◆ Written exercise 1: Update the entries in the part that opens with the line containing "mark: woman's hand" and runs through the end of the entries, replacing "stainless steel pot" with "steel cooking pot" and leaving everything else unchanged.

I've been working on a multiclass problem (5 classes) and having some challenges on Feature Selection and Class Imbalance.
I have around 1,000 rows and 2,000 features (which I also generated exhaustively) consisting of in-app activity (data has many zeros because of inactive users, making the distribution right skewed with long tail).
The target variable is distributed like this:
Class 0: 2%
Class 1: 5%
Class 2: 10%
Class 3: 30%
Class 4: 55%
Please critic my workflow below and feel free to suggest steps that can improve my solution.
- Split the data into Train-Test and Holdout Sets.
- Check the skewness of each feature and if > 0.5, use Square Root transformation.
- After the transformation, ~95% of the features are still skewed, therefore use RobustScaler() instead of StandardScaler().
- Drop Constant and Quasi-constant features.
- Create different training sets using the following Feature Selection techniques:
a. Filter Method: SelectKBest - Since my features are continuous, use ANOVA (Find k using Cross Validation).
b. Wrapper Method: Recursive Feature Elimination - Use Random Forest as an estimator (Using RFECV)
c. Embedded Methods: LASSOCV(Weird, because it retained only 1 feature out of 2,000), RidgeCV (Arbitrarily pick the top 5% features) and Random Forest Feature Importance (top 5% features). - Create more training sets but this time, check for multicollinearity using Variance Inflation Factor and Correlation.

Stored data

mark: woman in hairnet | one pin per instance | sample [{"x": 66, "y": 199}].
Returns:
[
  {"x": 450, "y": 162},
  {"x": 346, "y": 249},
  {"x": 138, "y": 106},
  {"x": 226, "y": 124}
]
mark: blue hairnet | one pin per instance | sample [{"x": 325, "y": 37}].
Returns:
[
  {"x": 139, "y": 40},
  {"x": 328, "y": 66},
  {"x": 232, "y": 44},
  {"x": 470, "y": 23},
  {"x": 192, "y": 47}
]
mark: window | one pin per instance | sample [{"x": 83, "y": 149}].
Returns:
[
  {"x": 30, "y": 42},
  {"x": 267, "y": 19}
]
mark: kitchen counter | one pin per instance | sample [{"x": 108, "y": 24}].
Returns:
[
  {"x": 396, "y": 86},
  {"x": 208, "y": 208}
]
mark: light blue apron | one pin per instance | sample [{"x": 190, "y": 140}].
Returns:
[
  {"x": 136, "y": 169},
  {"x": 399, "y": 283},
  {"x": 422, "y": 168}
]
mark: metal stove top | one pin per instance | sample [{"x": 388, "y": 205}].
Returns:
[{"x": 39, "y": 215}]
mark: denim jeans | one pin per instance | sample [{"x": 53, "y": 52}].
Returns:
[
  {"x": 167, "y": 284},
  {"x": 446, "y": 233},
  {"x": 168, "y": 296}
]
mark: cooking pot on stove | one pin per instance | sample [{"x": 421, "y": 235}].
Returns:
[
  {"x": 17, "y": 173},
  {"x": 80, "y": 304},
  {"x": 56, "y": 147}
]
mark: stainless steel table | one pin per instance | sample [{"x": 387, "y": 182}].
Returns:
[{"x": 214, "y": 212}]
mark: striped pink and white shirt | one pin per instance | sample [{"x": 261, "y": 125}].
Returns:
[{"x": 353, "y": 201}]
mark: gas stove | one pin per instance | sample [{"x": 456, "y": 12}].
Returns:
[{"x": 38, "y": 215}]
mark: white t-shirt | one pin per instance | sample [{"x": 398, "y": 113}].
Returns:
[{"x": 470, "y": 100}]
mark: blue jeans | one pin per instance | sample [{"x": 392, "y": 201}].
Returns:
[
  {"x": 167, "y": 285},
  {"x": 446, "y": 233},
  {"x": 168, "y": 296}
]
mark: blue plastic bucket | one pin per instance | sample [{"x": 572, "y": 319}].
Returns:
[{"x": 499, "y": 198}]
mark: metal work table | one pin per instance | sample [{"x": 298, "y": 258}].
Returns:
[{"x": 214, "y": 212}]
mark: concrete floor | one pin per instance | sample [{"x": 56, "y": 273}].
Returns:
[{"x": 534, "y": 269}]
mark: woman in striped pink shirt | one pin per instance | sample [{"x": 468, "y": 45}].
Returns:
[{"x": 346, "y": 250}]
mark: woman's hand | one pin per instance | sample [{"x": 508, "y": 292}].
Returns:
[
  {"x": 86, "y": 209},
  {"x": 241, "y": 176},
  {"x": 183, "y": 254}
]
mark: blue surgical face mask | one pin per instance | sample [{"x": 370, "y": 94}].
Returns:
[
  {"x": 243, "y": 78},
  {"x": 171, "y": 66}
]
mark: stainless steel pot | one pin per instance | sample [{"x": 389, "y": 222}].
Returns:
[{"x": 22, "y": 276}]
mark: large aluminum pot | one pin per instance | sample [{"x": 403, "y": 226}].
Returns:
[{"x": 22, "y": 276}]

◆ Written exercise 2: Rewrite the paragraph of the feature selection post that begins "I have around 1,000 rows" as one shorter sentence that keeps its main facts.

◆ Response 1:
mark: woman's hand | one pin per instance | sample [{"x": 508, "y": 292}].
Returns:
[
  {"x": 86, "y": 209},
  {"x": 241, "y": 176},
  {"x": 183, "y": 254}
]
mark: blue surgical face mask | one pin per instance | sample [{"x": 370, "y": 94}].
Returns:
[
  {"x": 243, "y": 78},
  {"x": 171, "y": 66}
]
mark: steel cooking pot | one pin per instance | sample [{"x": 389, "y": 222}].
Returns:
[{"x": 22, "y": 276}]
mark: large aluminum pot | one pin per instance | sample [{"x": 403, "y": 226}].
Returns:
[{"x": 22, "y": 276}]

◆ Response 2: The data has about 1,000 rows and 2,000 exhaustively generated in-app activity features, and its many zeros from inactive users make the distribution right skewed with a long tail.